▸ **DIRECTIONS**
Extract every line of the material below that contains the word "beach", treating uppercase and lowercase letters as distinct.

▸ **EXTRACTED INFORMATION**
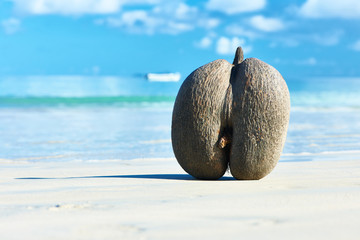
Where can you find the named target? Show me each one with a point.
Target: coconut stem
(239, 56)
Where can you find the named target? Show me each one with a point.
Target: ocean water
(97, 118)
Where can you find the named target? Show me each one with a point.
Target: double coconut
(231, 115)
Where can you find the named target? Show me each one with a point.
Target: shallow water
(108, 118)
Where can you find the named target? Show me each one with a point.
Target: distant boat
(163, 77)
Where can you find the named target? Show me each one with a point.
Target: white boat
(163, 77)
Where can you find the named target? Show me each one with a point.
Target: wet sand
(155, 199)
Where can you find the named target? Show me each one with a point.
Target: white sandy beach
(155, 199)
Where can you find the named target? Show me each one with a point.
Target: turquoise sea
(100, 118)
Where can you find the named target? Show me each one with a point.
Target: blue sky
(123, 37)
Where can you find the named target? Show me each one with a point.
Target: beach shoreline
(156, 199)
---
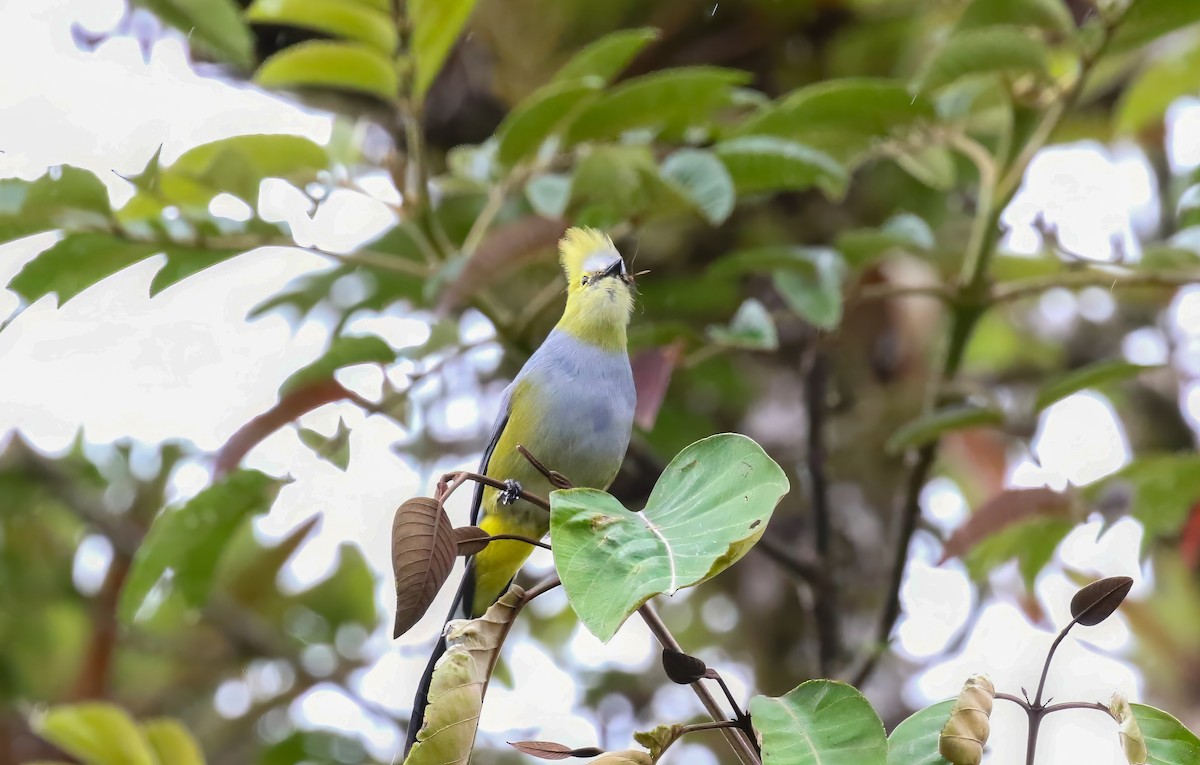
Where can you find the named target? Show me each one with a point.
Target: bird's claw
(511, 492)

▸ **EXPECTED OUTPUT**
Target: white sandy beach
Target: beach shoreline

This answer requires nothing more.